Please copy everything in the records below from the line containing "point_to(query) locates the sandstone" down to the line containing "x=173, y=46", both lines included, reproducing each line unchanged.

----------------

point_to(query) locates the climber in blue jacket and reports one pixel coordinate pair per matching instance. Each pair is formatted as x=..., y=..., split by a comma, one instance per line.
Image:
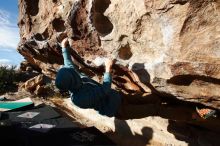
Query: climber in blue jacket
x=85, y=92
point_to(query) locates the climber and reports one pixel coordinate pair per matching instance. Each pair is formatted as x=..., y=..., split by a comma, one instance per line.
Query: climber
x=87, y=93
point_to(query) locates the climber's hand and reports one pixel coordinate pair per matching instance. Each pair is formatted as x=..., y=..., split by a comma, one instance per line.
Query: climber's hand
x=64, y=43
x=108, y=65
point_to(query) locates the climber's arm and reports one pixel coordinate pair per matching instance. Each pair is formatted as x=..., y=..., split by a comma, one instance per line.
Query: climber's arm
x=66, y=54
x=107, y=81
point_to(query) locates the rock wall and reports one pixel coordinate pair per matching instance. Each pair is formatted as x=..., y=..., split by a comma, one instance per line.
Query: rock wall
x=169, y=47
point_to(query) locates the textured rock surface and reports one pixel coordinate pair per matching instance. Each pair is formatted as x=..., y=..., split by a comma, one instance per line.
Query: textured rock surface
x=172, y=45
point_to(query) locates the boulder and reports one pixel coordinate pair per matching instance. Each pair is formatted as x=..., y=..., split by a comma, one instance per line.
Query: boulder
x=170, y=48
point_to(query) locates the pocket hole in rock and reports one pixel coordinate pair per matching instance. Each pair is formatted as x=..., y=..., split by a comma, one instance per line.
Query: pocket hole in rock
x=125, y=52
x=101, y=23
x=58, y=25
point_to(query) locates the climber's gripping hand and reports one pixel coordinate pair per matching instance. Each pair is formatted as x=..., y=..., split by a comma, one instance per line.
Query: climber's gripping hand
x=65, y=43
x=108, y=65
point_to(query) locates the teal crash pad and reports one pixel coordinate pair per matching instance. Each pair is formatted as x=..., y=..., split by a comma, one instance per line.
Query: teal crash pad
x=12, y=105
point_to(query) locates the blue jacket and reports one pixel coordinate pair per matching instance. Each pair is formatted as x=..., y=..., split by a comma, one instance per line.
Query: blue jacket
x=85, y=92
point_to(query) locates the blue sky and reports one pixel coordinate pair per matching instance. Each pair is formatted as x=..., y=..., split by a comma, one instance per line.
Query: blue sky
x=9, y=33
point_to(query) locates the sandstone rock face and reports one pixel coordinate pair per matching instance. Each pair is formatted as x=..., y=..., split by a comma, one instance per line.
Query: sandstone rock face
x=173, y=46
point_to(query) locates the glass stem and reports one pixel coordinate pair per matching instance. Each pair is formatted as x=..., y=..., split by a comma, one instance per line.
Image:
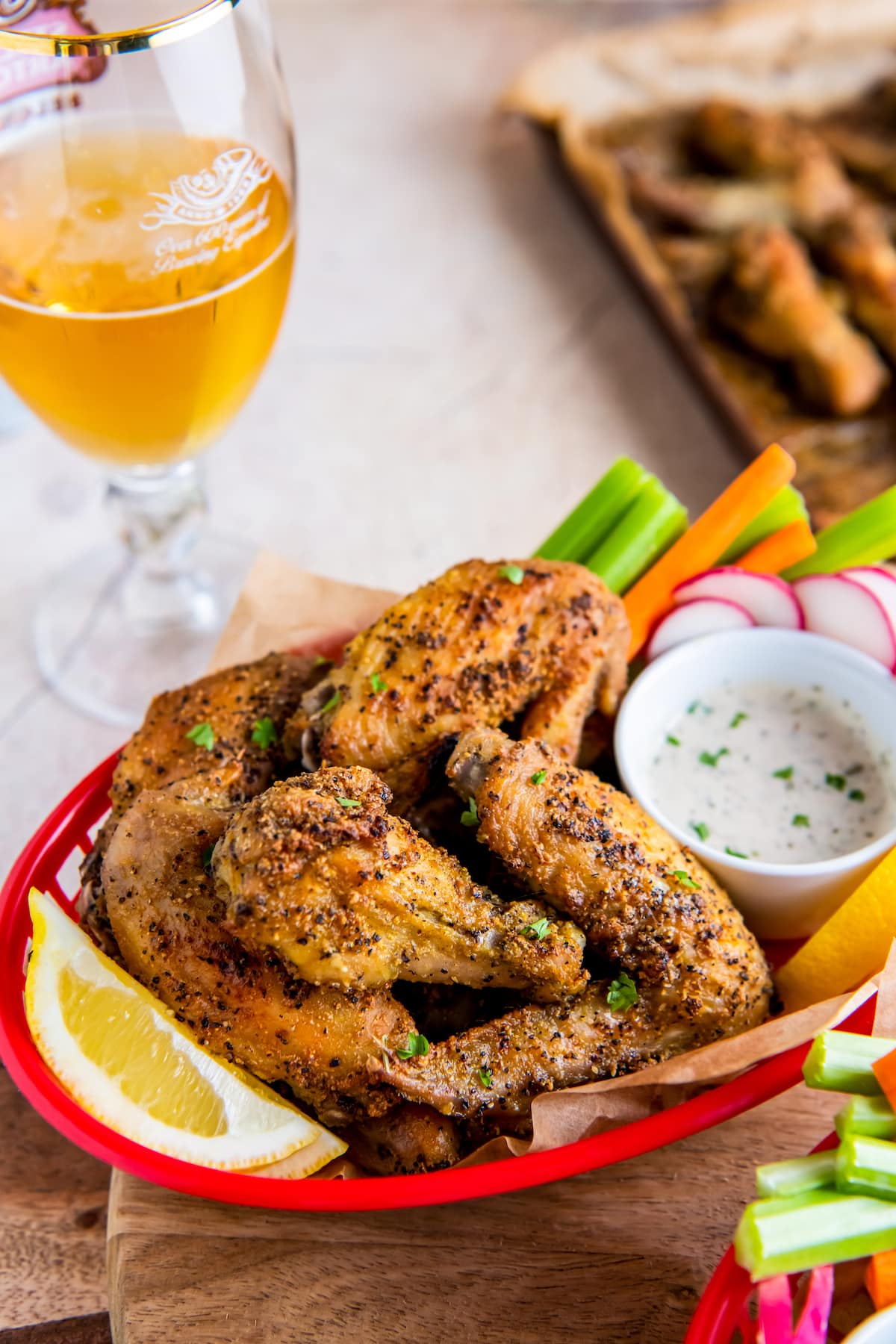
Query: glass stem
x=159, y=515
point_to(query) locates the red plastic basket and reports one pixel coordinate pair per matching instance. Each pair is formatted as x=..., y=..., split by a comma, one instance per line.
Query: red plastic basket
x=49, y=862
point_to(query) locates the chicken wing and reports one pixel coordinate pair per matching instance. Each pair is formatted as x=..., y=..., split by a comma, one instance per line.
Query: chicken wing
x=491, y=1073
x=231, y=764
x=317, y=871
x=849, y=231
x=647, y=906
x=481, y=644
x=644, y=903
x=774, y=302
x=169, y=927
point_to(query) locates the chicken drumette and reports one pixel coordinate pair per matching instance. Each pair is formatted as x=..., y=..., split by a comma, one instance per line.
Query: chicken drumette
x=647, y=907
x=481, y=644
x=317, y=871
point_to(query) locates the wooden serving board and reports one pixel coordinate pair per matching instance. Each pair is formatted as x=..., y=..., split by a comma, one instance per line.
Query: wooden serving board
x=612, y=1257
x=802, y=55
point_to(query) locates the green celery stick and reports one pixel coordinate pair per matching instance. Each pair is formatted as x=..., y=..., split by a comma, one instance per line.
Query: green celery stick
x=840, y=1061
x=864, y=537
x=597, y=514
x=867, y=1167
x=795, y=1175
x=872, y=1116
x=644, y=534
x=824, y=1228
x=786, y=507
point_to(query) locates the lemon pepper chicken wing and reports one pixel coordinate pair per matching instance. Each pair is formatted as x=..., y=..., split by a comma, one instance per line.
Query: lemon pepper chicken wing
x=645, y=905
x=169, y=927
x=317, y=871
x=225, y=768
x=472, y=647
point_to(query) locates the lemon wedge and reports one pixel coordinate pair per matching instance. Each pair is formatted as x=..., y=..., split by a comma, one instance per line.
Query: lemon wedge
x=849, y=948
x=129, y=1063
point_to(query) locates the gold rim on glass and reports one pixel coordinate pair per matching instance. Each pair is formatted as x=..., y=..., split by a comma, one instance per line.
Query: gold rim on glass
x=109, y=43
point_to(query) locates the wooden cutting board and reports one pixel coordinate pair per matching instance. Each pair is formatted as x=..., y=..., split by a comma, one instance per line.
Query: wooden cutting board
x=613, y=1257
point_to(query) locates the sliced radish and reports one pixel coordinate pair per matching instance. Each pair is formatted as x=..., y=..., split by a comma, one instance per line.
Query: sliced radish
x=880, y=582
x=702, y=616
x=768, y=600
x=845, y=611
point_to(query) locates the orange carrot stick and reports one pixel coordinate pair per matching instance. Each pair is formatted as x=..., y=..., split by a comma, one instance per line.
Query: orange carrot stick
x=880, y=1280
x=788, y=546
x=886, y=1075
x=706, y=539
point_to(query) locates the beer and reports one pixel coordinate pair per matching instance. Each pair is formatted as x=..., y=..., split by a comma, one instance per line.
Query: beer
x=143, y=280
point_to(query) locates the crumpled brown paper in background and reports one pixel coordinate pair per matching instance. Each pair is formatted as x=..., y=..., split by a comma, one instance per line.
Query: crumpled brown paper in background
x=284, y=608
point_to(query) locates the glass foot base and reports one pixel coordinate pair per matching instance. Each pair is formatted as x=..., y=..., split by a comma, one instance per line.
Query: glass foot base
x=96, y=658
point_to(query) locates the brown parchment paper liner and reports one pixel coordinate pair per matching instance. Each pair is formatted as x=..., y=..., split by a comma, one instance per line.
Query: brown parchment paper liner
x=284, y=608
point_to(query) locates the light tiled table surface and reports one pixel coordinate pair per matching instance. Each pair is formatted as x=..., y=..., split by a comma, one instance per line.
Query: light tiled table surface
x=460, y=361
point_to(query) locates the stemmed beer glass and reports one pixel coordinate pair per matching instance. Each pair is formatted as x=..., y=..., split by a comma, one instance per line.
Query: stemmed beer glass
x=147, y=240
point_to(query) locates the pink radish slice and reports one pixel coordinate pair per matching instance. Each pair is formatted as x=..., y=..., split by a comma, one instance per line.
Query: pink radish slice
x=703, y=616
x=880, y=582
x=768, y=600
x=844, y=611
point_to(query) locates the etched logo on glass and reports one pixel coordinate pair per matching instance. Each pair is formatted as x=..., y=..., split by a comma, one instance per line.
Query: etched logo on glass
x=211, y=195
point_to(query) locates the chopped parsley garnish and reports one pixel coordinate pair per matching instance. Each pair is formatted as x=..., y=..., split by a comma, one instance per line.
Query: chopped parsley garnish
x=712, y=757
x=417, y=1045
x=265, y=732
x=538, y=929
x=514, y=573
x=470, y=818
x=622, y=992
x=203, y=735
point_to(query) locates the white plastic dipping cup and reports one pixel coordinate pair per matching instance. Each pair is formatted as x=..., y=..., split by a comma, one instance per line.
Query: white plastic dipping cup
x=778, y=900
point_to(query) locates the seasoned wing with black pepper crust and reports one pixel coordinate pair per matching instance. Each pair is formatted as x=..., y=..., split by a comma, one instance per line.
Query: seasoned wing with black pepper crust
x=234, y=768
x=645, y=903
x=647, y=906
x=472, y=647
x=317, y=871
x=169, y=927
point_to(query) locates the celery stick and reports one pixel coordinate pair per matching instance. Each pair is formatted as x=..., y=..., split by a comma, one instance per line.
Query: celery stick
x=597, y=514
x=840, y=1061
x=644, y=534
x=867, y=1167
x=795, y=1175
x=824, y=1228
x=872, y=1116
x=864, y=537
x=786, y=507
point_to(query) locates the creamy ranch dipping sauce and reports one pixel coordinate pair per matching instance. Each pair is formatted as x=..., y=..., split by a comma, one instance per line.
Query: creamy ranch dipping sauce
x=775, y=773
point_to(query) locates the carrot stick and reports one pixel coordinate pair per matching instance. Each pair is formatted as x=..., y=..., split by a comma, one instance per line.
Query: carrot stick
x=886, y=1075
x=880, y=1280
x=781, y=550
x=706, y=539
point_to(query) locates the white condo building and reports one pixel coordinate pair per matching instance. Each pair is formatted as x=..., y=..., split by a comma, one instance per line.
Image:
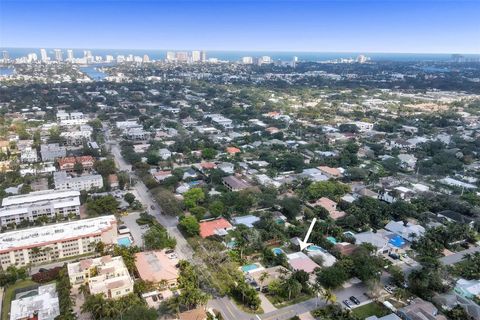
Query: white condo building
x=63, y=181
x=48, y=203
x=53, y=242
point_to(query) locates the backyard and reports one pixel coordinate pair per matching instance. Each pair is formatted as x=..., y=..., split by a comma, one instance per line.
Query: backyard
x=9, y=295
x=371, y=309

----------------

# Result
point_to(query) locates the sandstone rock face and reports one pixel coordinate pair per matching instance. Each pair is formatted as x=..., y=..., split by a comma, one instance per line.
Query: sandstone rock face
x=173, y=46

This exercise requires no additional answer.